INPUT FOR THIS TASK:
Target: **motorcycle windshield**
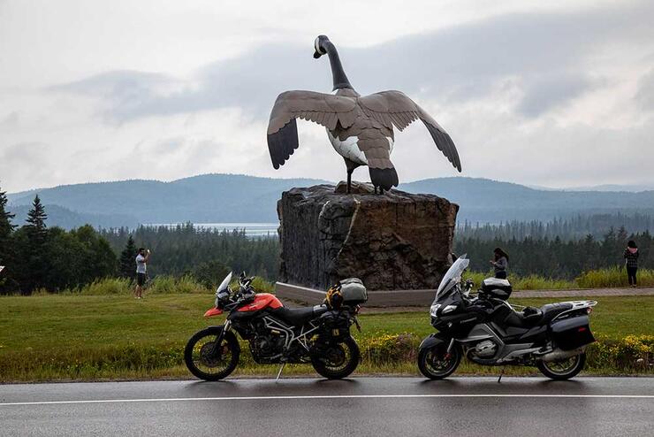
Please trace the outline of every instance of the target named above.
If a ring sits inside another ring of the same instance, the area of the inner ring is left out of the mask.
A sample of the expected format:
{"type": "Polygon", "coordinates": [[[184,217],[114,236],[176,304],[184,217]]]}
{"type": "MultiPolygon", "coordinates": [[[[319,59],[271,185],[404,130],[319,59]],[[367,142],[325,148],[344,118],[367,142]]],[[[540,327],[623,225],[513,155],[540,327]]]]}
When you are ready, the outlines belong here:
{"type": "Polygon", "coordinates": [[[217,295],[221,291],[226,290],[227,287],[229,287],[230,285],[230,282],[232,282],[232,272],[230,272],[230,273],[224,277],[223,282],[220,283],[218,288],[216,290],[216,294],[217,295]]]}
{"type": "Polygon", "coordinates": [[[434,303],[438,302],[438,299],[445,295],[452,288],[454,288],[461,280],[461,275],[463,271],[468,268],[468,264],[470,264],[470,260],[468,259],[466,254],[461,255],[454,264],[450,266],[449,270],[445,272],[443,279],[440,281],[438,289],[436,291],[436,297],[434,298],[434,303]]]}

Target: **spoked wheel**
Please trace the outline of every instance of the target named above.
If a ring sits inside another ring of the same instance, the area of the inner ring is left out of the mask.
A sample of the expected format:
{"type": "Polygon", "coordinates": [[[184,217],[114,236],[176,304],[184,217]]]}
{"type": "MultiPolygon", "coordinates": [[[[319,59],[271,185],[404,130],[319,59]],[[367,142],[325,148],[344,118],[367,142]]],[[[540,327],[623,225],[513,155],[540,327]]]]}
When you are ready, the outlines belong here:
{"type": "Polygon", "coordinates": [[[455,344],[447,352],[447,342],[440,342],[418,354],[418,369],[430,380],[442,380],[450,376],[461,362],[461,348],[455,344]]]}
{"type": "Polygon", "coordinates": [[[201,380],[216,381],[226,378],[239,364],[240,347],[232,333],[226,333],[217,346],[223,326],[211,326],[195,334],[184,349],[184,362],[201,380]]]}
{"type": "Polygon", "coordinates": [[[586,354],[575,355],[559,361],[538,361],[536,365],[541,373],[557,380],[569,380],[582,372],[586,364],[586,354]]]}
{"type": "Polygon", "coordinates": [[[354,372],[359,365],[361,352],[352,337],[321,348],[320,353],[313,354],[311,364],[316,372],[329,380],[340,380],[354,372]]]}

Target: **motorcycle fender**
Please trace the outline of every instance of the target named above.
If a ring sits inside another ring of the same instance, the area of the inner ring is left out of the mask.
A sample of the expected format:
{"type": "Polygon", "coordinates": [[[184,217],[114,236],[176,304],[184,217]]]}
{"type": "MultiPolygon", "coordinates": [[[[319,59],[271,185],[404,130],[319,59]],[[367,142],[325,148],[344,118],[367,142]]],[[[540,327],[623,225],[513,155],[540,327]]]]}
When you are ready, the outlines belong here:
{"type": "Polygon", "coordinates": [[[432,334],[429,337],[426,337],[422,343],[420,343],[420,347],[418,348],[418,351],[423,350],[423,349],[430,349],[436,346],[438,343],[443,343],[445,341],[441,338],[441,336],[437,334],[432,334]]]}
{"type": "Polygon", "coordinates": [[[214,316],[219,316],[223,314],[223,310],[218,310],[217,308],[212,308],[210,310],[207,310],[207,312],[204,313],[204,317],[214,317],[214,316]]]}

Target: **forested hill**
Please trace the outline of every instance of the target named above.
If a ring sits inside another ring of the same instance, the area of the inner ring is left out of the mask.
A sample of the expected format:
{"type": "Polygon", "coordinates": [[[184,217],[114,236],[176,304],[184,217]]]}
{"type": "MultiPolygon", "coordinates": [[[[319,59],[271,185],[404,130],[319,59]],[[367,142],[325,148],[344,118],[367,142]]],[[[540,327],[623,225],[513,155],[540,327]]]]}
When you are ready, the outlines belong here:
{"type": "MultiPolygon", "coordinates": [[[[359,176],[362,177],[362,173],[359,176]]],[[[92,225],[103,226],[185,221],[276,222],[277,201],[282,191],[319,183],[325,181],[232,174],[205,174],[171,182],[87,183],[11,194],[8,209],[23,212],[23,208],[19,206],[31,203],[38,193],[44,204],[68,210],[67,213],[65,210],[58,210],[59,216],[76,214],[74,219],[66,223],[58,222],[56,214],[52,214],[48,221],[49,226],[71,227],[71,223],[77,226],[79,221],[87,219],[92,225]]],[[[544,190],[460,177],[405,183],[399,189],[431,193],[459,203],[460,223],[548,220],[576,214],[633,211],[654,214],[654,191],[544,190]]]]}
{"type": "MultiPolygon", "coordinates": [[[[135,219],[133,226],[186,221],[275,222],[282,191],[320,183],[325,181],[205,174],[171,182],[137,180],[65,185],[11,194],[8,209],[31,203],[38,193],[46,205],[99,215],[103,221],[107,216],[131,216],[135,219]]],[[[54,220],[48,223],[57,224],[54,220]]]]}
{"type": "Polygon", "coordinates": [[[475,178],[429,179],[402,184],[400,188],[433,193],[459,203],[459,222],[546,221],[577,214],[654,212],[654,191],[541,190],[475,178]]]}

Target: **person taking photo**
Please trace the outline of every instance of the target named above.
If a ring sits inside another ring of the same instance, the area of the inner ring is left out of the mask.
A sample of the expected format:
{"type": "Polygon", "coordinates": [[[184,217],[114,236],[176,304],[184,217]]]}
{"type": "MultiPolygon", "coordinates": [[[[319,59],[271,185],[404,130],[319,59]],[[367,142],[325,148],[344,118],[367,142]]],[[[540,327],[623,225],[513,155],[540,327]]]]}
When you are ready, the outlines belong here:
{"type": "Polygon", "coordinates": [[[136,299],[143,298],[143,287],[148,277],[148,262],[150,260],[150,249],[139,248],[136,255],[136,288],[134,289],[134,297],[136,299]]]}

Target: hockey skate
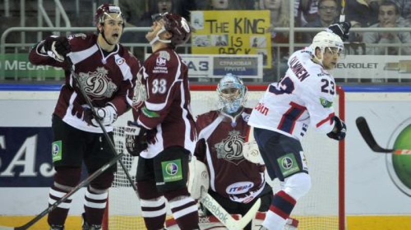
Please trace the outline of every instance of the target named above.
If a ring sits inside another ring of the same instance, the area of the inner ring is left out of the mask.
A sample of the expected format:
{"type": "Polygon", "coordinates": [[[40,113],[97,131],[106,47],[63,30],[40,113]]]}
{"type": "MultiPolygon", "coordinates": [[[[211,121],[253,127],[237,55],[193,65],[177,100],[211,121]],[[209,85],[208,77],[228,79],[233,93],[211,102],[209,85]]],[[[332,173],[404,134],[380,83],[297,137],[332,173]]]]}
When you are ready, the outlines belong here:
{"type": "Polygon", "coordinates": [[[101,230],[101,225],[98,225],[97,224],[89,224],[88,223],[86,222],[86,219],[84,217],[85,214],[81,214],[81,217],[83,219],[83,226],[82,226],[82,230],[101,230]]]}
{"type": "Polygon", "coordinates": [[[64,230],[64,226],[52,224],[50,226],[50,230],[64,230]]]}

SHORT PROBLEM:
Rewrite all of the entries above, substituting "mark" for "trace" and keeping everything else unchanged. Leave the pictures out of your answer.

THE OUTPUT:
Target: **motorcycle windshield**
Please mark the outline of every instance of the target named above.
If a ring sits inside another ring of the same instance, the area of the inner ring is left out of the mask.
A sample of the expected format:
{"type": "Polygon", "coordinates": [[[184,217],[114,236],[176,304],[184,217]]]}
{"type": "MultiPolygon", "coordinates": [[[[319,59],[271,185],[404,130],[319,59]],[[367,142],[325,148],[344,118],[367,142]]],[[[540,327],[623,225],[513,155],[540,327]]]]}
When you are ready, the outlines belong here:
{"type": "Polygon", "coordinates": [[[217,295],[221,291],[226,290],[227,287],[229,287],[230,285],[230,282],[232,282],[232,272],[230,272],[230,273],[224,277],[223,282],[220,283],[218,288],[216,290],[216,294],[217,295]]]}
{"type": "Polygon", "coordinates": [[[434,303],[438,302],[438,299],[445,295],[452,288],[454,288],[461,280],[461,275],[463,271],[468,268],[468,264],[470,264],[470,260],[468,259],[466,254],[461,255],[454,264],[450,266],[449,270],[445,272],[443,279],[440,281],[438,289],[436,291],[436,297],[434,298],[434,303]]]}

Target: **spoked wheel**
Please mark the outline of every instance of the target named above.
If a ring sits inside another ring of the same instance, the area of the inner ring is left out of the mask.
A sample of the expected format:
{"type": "Polygon", "coordinates": [[[184,217],[114,236],[176,304],[184,217]]]}
{"type": "MultiPolygon", "coordinates": [[[[319,59],[271,185],[404,130],[319,59]],[[367,142],[325,148],[344,118],[367,142]]],[[[540,327],[623,225],[513,155],[540,327]]]]}
When you are ready, the outlines belong here:
{"type": "Polygon", "coordinates": [[[455,344],[447,352],[447,342],[440,342],[418,354],[418,369],[430,380],[442,380],[450,376],[461,362],[461,348],[455,344]]]}
{"type": "Polygon", "coordinates": [[[201,380],[216,381],[226,378],[239,364],[240,347],[232,333],[226,333],[217,346],[223,326],[211,326],[195,334],[184,349],[184,362],[201,380]]]}
{"type": "Polygon", "coordinates": [[[586,354],[575,355],[559,361],[538,361],[536,365],[541,373],[557,380],[569,380],[582,372],[586,364],[586,354]]]}
{"type": "Polygon", "coordinates": [[[354,372],[359,365],[361,352],[352,337],[321,348],[320,353],[313,354],[311,364],[316,372],[329,380],[340,380],[354,372]]]}

Target: **motorcycle fender**
Please mark the outline of every instance of the target named above.
If a ring sits inside another ring of the same instance, the area of the inner ring is left out of the mask.
A sample of the expected format:
{"type": "Polygon", "coordinates": [[[184,217],[114,236],[176,304],[184,217]]]}
{"type": "MultiPolygon", "coordinates": [[[[319,59],[271,185],[404,130],[319,59]],[[367,142],[325,148],[344,118],[367,142]]],[[[540,327],[623,225],[513,155],[540,327]]]]}
When you are ready, the outlines belong here:
{"type": "Polygon", "coordinates": [[[432,334],[429,337],[426,337],[422,343],[420,343],[420,347],[418,348],[418,351],[423,350],[423,349],[430,349],[436,346],[438,343],[443,343],[445,341],[441,338],[441,336],[437,334],[432,334]]]}
{"type": "Polygon", "coordinates": [[[214,316],[219,316],[223,314],[223,310],[218,310],[217,308],[212,308],[210,310],[207,310],[207,312],[204,313],[204,317],[214,317],[214,316]]]}

Target: **forested hill**
Please mark the outline of every instance of the target named above.
If a ring sits inside another ring of the same instance, the area of the inner ring is left out of the mask.
A sample of the expected format:
{"type": "Polygon", "coordinates": [[[184,217],[114,236],[176,304],[184,217]]]}
{"type": "MultiPolygon", "coordinates": [[[[319,59],[271,185],[404,130],[319,59]],[[367,142],[325,148],[344,118],[367,142]]],[[[540,327],[623,225],[513,155],[540,327]]]]}
When you are ready, the outlines belong here:
{"type": "MultiPolygon", "coordinates": [[[[359,176],[362,177],[362,173],[359,176]]],[[[92,225],[103,226],[185,221],[276,222],[277,201],[282,191],[319,183],[325,181],[232,174],[205,174],[171,182],[87,183],[11,194],[8,209],[23,212],[23,208],[19,206],[31,203],[38,193],[44,204],[68,210],[67,213],[65,210],[58,210],[59,216],[76,214],[74,219],[66,223],[58,222],[56,214],[52,214],[48,221],[49,226],[71,227],[71,223],[77,226],[79,221],[87,219],[92,225]]],[[[544,190],[460,177],[405,183],[399,189],[431,193],[459,203],[460,223],[548,220],[576,214],[633,211],[654,214],[654,191],[544,190]]]]}
{"type": "MultiPolygon", "coordinates": [[[[135,219],[133,226],[186,221],[275,222],[282,191],[320,183],[325,181],[205,174],[171,182],[137,180],[65,185],[11,194],[8,209],[31,203],[38,193],[46,205],[99,215],[103,221],[107,216],[131,216],[135,219]]],[[[54,220],[48,223],[57,224],[54,220]]]]}
{"type": "Polygon", "coordinates": [[[475,178],[429,179],[402,184],[400,188],[433,193],[459,203],[459,222],[546,221],[577,214],[654,212],[654,191],[541,190],[475,178]]]}

Target: **person taking photo**
Please mark the outline of every instance of the target named above.
If a ring sits inside another ring of the same instance, the area of the inner ring is left out of the mask.
A sample of the expected format:
{"type": "Polygon", "coordinates": [[[184,217],[114,236],[176,304],[184,217]]]}
{"type": "MultiPolygon", "coordinates": [[[[319,59],[271,185],[404,130],[319,59]],[[367,142],[325,148],[344,118],[367,142]]],[[[540,327],[623,225],[513,155],[540,327]]]]}
When you are ready, the outlines belong here:
{"type": "Polygon", "coordinates": [[[136,299],[143,298],[143,287],[148,277],[148,262],[150,260],[150,249],[139,248],[136,255],[136,288],[134,289],[134,297],[136,299]]]}

Target: hockey skate
Please mark the outline of every instance of the target named above.
If a ring sits inside another ring of the same instance, the area of the inner ring is left out of the mask.
A sample of the expected format:
{"type": "Polygon", "coordinates": [[[40,113],[97,131],[106,47],[63,30],[40,113]]]}
{"type": "MultiPolygon", "coordinates": [[[[211,121],[253,127],[237,55],[193,65],[177,100],[211,121]],[[209,85],[208,77],[228,79],[233,93],[211,102],[209,85]]],[[[332,173],[404,134],[380,83],[297,137],[332,173]]]]}
When you are ready, the outlines belong here:
{"type": "Polygon", "coordinates": [[[101,230],[101,225],[98,225],[97,224],[89,224],[88,223],[86,222],[86,219],[84,217],[85,214],[81,214],[81,217],[83,219],[83,226],[82,226],[82,230],[101,230]]]}
{"type": "Polygon", "coordinates": [[[64,230],[64,226],[52,224],[50,226],[50,230],[64,230]]]}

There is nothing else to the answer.